▸ **WHAT YOU ARE ASKED TO DO**
Images embedded in the records are excluded; print everything else exactly as given.

▸ **DATASET RECORDS**
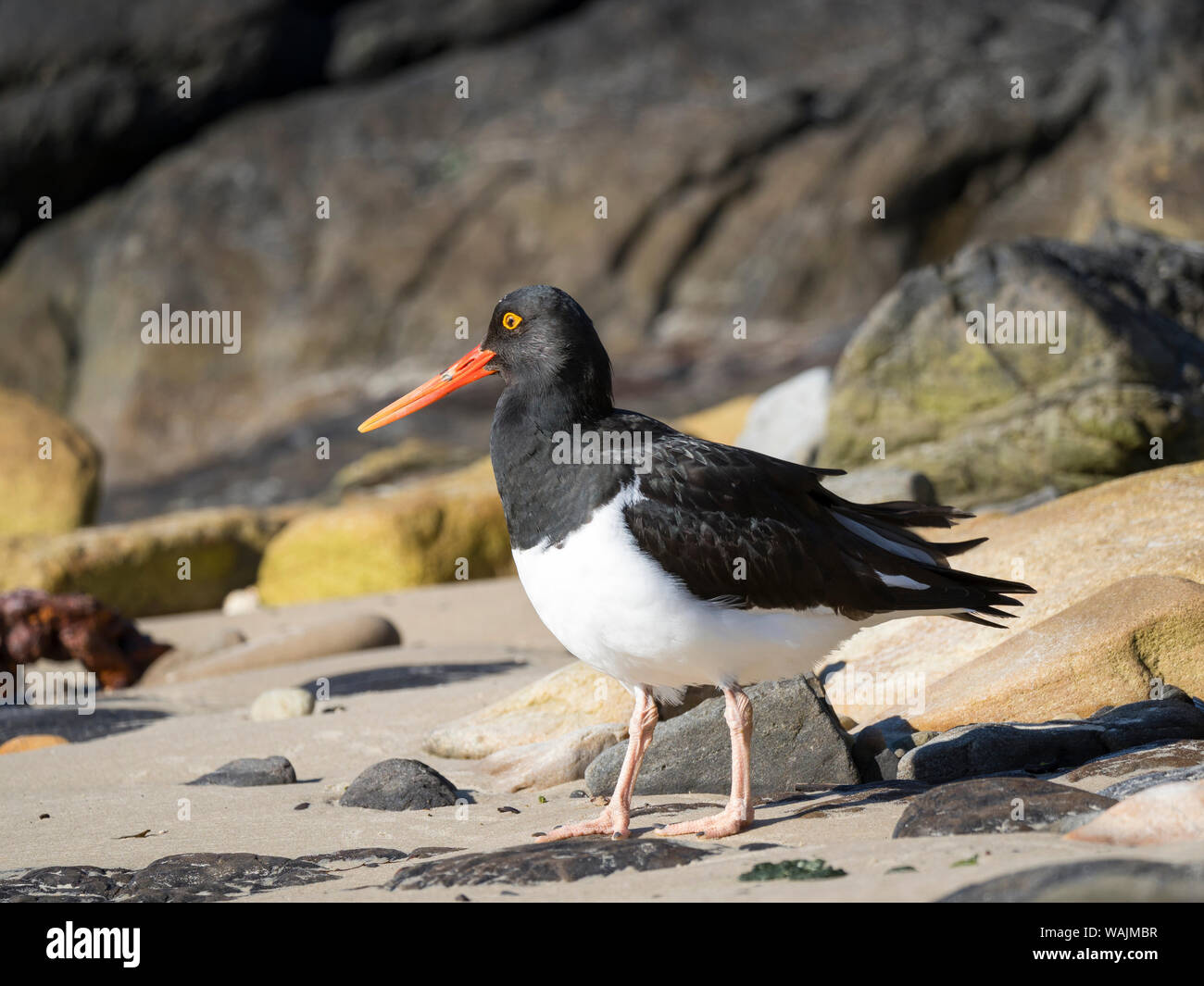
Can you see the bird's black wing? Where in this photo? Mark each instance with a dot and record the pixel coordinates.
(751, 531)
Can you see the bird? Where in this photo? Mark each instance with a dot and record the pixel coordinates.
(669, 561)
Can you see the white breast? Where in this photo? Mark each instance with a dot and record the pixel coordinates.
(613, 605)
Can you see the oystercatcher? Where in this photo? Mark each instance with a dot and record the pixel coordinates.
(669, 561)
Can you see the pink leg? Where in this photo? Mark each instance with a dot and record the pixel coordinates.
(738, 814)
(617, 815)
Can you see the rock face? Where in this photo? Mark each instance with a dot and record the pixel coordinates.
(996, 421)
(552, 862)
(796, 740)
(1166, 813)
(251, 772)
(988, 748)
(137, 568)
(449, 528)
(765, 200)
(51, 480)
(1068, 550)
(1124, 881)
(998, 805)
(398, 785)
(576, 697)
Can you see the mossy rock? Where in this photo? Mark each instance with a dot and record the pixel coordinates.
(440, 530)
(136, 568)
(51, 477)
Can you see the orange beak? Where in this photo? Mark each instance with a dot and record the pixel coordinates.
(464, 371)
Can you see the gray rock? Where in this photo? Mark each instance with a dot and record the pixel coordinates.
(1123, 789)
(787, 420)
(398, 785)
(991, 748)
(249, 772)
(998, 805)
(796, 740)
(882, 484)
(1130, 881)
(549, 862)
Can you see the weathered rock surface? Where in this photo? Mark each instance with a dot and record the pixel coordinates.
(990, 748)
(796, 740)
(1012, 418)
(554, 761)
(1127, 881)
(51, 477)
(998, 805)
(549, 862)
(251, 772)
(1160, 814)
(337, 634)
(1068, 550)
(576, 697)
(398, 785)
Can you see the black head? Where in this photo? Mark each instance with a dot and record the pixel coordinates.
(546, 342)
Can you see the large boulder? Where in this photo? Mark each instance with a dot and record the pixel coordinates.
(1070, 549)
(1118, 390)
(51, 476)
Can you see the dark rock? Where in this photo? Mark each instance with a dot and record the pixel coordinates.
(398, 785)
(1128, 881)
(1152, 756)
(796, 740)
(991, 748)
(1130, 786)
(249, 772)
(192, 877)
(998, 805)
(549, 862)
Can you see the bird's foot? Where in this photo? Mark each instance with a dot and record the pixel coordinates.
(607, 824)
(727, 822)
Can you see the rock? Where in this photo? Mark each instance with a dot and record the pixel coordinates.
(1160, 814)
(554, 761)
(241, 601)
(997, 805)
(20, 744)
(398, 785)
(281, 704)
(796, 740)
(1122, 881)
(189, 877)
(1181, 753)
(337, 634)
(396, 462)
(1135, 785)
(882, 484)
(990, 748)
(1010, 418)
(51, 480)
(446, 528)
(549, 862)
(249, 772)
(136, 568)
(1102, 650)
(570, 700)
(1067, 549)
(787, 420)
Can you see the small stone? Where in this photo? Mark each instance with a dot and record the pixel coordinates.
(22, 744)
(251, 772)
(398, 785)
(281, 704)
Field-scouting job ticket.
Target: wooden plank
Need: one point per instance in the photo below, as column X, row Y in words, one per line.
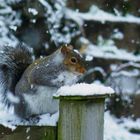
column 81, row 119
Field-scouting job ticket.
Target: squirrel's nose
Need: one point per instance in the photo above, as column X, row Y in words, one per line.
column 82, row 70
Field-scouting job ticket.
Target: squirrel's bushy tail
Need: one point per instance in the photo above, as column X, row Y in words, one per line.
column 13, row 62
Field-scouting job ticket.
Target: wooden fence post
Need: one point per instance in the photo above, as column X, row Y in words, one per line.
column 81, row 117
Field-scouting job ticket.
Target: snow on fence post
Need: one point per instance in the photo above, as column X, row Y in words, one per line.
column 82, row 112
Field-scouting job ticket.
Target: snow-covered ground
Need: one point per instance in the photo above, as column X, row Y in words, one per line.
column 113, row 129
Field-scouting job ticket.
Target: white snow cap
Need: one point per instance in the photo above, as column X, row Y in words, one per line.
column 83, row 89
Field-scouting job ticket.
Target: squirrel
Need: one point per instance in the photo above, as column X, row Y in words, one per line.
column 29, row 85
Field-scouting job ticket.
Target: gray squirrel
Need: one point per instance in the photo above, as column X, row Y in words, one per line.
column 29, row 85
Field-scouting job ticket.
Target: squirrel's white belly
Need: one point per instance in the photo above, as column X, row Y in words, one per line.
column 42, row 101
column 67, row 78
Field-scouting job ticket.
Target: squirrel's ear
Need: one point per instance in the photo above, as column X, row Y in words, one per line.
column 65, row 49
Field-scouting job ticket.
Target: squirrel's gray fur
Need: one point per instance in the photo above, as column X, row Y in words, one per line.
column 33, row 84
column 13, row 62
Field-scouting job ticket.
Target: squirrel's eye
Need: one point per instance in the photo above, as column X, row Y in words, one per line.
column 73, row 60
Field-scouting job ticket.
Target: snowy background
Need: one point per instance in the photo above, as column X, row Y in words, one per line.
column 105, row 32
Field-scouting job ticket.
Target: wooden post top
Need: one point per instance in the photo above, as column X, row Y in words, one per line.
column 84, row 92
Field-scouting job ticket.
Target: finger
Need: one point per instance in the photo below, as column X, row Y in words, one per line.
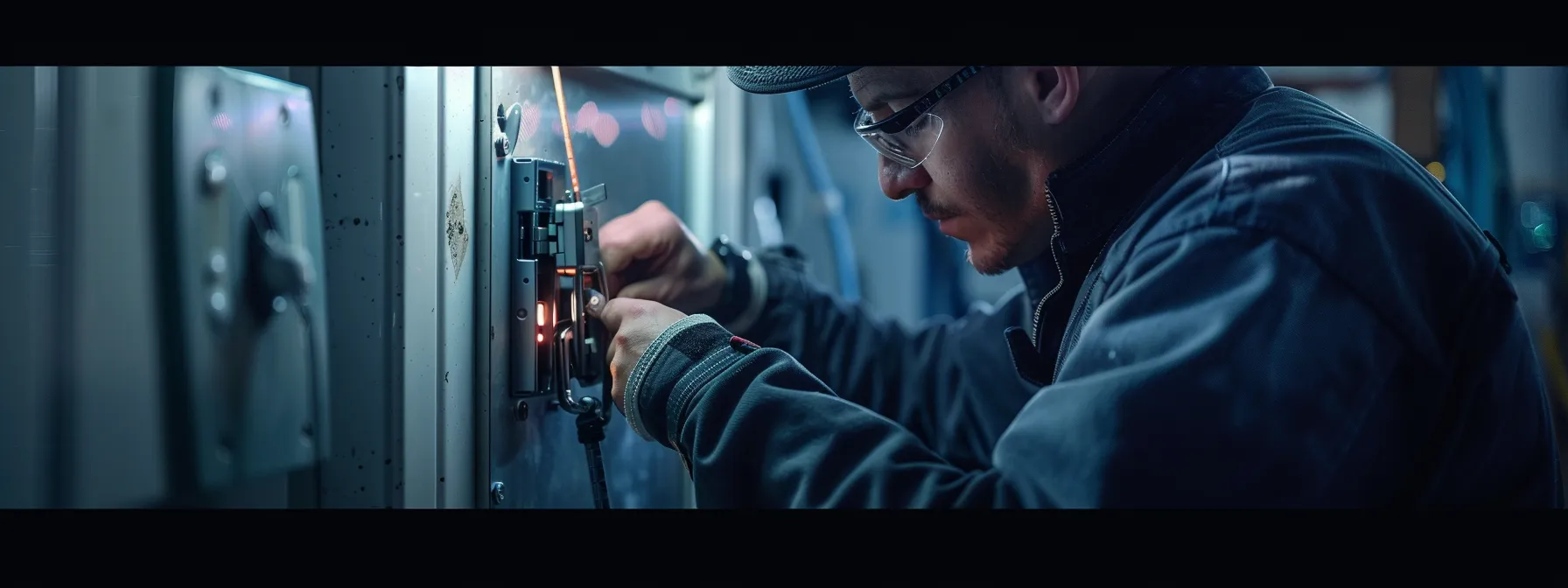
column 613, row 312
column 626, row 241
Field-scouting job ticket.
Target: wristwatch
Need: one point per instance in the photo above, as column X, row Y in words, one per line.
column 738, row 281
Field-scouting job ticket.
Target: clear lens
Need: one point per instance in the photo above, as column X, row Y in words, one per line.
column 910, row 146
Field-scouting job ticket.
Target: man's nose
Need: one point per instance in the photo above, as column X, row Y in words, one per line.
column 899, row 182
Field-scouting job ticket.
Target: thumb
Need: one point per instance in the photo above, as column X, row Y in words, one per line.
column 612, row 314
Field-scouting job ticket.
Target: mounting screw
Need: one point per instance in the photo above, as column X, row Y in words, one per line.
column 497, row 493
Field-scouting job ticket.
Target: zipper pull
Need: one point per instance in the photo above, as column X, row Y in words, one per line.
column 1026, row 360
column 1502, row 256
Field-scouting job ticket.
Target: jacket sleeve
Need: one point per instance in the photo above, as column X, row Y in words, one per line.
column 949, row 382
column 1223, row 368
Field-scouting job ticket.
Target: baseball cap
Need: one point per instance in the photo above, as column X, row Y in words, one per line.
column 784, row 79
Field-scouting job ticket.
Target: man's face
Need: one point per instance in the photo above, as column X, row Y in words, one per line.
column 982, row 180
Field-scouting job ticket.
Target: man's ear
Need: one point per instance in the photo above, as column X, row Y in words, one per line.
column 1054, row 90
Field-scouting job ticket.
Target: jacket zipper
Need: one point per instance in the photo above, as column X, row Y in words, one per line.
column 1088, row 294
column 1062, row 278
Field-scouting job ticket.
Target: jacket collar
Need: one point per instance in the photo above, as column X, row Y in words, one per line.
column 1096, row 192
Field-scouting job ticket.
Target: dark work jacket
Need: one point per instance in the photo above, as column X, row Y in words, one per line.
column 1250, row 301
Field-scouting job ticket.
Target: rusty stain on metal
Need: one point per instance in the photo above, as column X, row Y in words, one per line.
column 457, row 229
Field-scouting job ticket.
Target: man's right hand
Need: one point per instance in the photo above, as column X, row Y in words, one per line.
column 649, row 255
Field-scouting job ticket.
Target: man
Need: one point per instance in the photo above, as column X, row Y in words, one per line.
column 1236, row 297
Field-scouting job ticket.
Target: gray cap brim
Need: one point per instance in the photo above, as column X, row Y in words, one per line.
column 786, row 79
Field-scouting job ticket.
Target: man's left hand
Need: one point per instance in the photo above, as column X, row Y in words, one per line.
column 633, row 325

▸ **OUTPUT FOR THIS TASK**
Can you see the bird's black wing? Where in this photo? Mark each instance with a dot and record the pixel coordinates.
(751, 531)
Can you see the bird? Where in this photo? Mark each instance with a dot and record the pixel coordinates.
(669, 561)
Can you see the white breast? Where in this photo? Mark each instance with a dot and record the pixel coordinates.
(613, 605)
Can you see the oystercatcher? Where in this photo? Mark each instance with a dot and record the pixel coordinates.
(669, 561)
Can you see the pink leg? Where in this photo? Mark each instance with a dot and record the pixel coordinates.
(738, 814)
(617, 815)
Can you see the rock face? Where in this photo? Mark each instance with a dot and record the pixel coordinates.
(996, 421)
(552, 862)
(796, 740)
(1166, 813)
(251, 772)
(988, 748)
(137, 568)
(449, 528)
(765, 200)
(51, 480)
(1068, 550)
(1124, 881)
(998, 805)
(398, 785)
(576, 697)
Can you see the mossy rock? Where in this photo? Mark each instance with a dot and record the pixel coordinates.
(440, 530)
(136, 568)
(51, 477)
Can you see the orange beak? Where in this photo? Mark each instance with a dot and record the pixel coordinates.
(464, 371)
Can you see the gray rock? Where in this photo? Mark each instance with a dot and record the pixel coordinates.
(1123, 789)
(787, 420)
(398, 785)
(991, 748)
(249, 772)
(998, 805)
(796, 740)
(882, 484)
(1130, 881)
(549, 862)
Can you see the weathered rock surface? Where in this photo? Mark each instance with a dot and record the pixel coordinates.
(990, 748)
(796, 740)
(1012, 418)
(554, 761)
(1127, 881)
(51, 477)
(998, 805)
(549, 862)
(251, 772)
(1160, 814)
(337, 634)
(1068, 550)
(576, 697)
(398, 785)
Can you see the black head? Where in this photo? Mark each instance with a dot and record the pixel coordinates.
(546, 342)
Can you see the large boulder? Where in this photo? Mark each instance with a dot and record the pixel coordinates.
(1070, 549)
(1118, 390)
(51, 476)
Can you see the dark rock? Where in this photo? Mark each instance with a dot and record the pixel coordinates.
(398, 785)
(1128, 881)
(1152, 756)
(796, 740)
(991, 748)
(1130, 786)
(249, 772)
(192, 877)
(998, 805)
(549, 862)
Can you see the bird's foot? Where in this photo? Mark each instance with a dot and record the pixel coordinates.
(607, 824)
(727, 822)
Can you see the rock? Where in this photo? Mark each instance with a dot and record the pixel coordinates.
(1160, 814)
(554, 761)
(241, 601)
(997, 805)
(20, 744)
(398, 785)
(281, 704)
(796, 740)
(1122, 881)
(189, 877)
(1181, 753)
(337, 634)
(396, 462)
(1135, 785)
(882, 484)
(990, 748)
(1010, 418)
(51, 480)
(446, 528)
(549, 862)
(249, 772)
(136, 568)
(1102, 650)
(570, 700)
(1067, 549)
(787, 420)
Can you see the small stone? Where in this photo? Mark each instance with a dot and record the pixel coordinates.
(22, 744)
(251, 772)
(398, 785)
(281, 704)
Field-scouting job ticket.
Target: wooden plank
Need: one point per instance in the photo below, as column X, row Y in words, one per line.
column 81, row 119
Field-scouting job ticket.
Target: squirrel's nose
Need: one point per instance in the photo above, as column X, row Y in words, one per line.
column 82, row 70
Field-scouting job ticket.
Target: squirrel's bushy tail
Need: one point per instance in the photo above, as column X, row Y in words, one per line.
column 13, row 62
Field-scouting job ticket.
Target: wooden fence post
Need: one point per instance in the photo above, as column X, row Y in words, one per line.
column 81, row 117
Field-scouting job ticket.
Target: snow on fence post
Need: one point per instance in the photo above, as column X, row Y in words, one per line.
column 82, row 112
Field-scouting job ticket.
Target: snow-covered ground
Need: one point per instance in the photo above, as column X, row Y in words, one per line.
column 113, row 129
Field-scouting job ticket.
Target: white snow cap
Need: one point per instance in the photo above, as column X, row Y in words, one per line.
column 83, row 89
Field-scouting job ticket.
Target: squirrel
Need: one point per instance in the photo above, as column X, row Y in words, one per line.
column 29, row 85
Field-scouting job ticket.
Target: gray squirrel
Need: one point per instance in the photo above, as column X, row Y in words, one per line.
column 29, row 85
Field-scouting job ticket.
Target: squirrel's white belly
Need: one point per instance in the photo above, as column X, row Y in words, one per line.
column 42, row 101
column 67, row 78
Field-scouting job ticket.
Target: squirrel's ear
Need: one point per instance in the photo above, as column X, row Y in words, one per line.
column 65, row 49
Field-scouting job ticket.
Target: squirrel's gray fur
Need: one point per instance in the photo above, as column X, row Y in words, one per line.
column 33, row 84
column 13, row 62
Field-scouting job ticket.
Target: squirrel's eye
Need: one point per instance in the photo above, as column X, row Y in words, one per line.
column 73, row 60
Field-scouting job ticket.
Target: snowy background
Need: one point per instance in the photo above, as column X, row Y in words, one per line.
column 105, row 32
Field-scouting job ticket.
Target: wooden post top
Need: one point per instance in the photo above, as column X, row Y in words, one per line.
column 84, row 92
Field-scouting job ticket.
Target: finger
Need: one point per instance in the photo below, as column X, row Y in words, one per line.
column 613, row 312
column 626, row 241
Field-scouting job ticket.
Target: wristwatch
Need: one point per instance in the photo above, as column X, row Y in words, one per line.
column 738, row 281
Field-scouting job ticket.
Target: clear lens
Need: one point per instance in the photo above, as column X, row Y in words, one per line.
column 910, row 146
Field-scouting job ticket.
Target: man's nose
Need: one point per instance in the photo above, as column X, row Y in words, one per line.
column 899, row 182
Field-scouting job ticket.
Target: thumb
Need: one point per instance in the photo above, as column X, row Y in words, one per line.
column 612, row 314
Field-scouting job ticket.
Target: mounting screw
Need: one point per instance in the photo above, as column X, row Y in words, one per line.
column 497, row 493
Field-scouting job ticket.
Target: zipper pull
Need: one point per instance in the photo above, as column X, row Y in words, one per line.
column 1026, row 360
column 1502, row 256
Field-scouting job ticket.
Target: jacket sleeve
Need: one point per instance in the photo above, as column X, row Y in words, one per line.
column 949, row 382
column 1223, row 368
Field-scouting job ticket.
Target: baseball cap
Need: one point per instance in the photo above, as column X, row Y in words, one per line.
column 784, row 79
Field-scouting job ticket.
Target: man's face
Need: one point per instance in the photo above, as column X, row Y in words, one per line.
column 982, row 180
Field-scouting job ticket.
Target: man's ear
Need: one point per instance in the photo above, as column X, row Y in words, one per line.
column 1054, row 90
Field-scouting job ticket.
Target: jacket zipper
Need: one point per instance in the photo above, as column X, row Y in words, one per line.
column 1088, row 294
column 1062, row 278
Field-scouting job ticket.
Target: jacket collar
Need: one point per instance in the photo above, as column X, row Y in words, one per line.
column 1096, row 192
Field-scouting job ticket.
Target: dark work jacket
Need: one point per instance in the photo above, as column X, row Y in words, one per line.
column 1250, row 301
Field-scouting job ticket.
Target: rusty stain on metal
Need: one point per instance in the photo above, as column X, row Y in words, one per line.
column 457, row 229
Field-scouting job ticket.
Target: man's right hand
Need: one point per instance in the photo above, as column X, row Y in words, one per line.
column 649, row 255
Field-scouting job ticket.
Target: man
Need: one point per instance in the photo above, as column X, row Y in words, one per line.
column 1236, row 297
Field-scouting job ticket.
Target: gray cap brim
Need: one point per instance in the photo above, as column X, row Y in words, one per line.
column 786, row 79
Field-scouting job ticket.
Target: man's left hand
Need: one point per instance in the photo above, as column X, row Y in words, one per line.
column 633, row 325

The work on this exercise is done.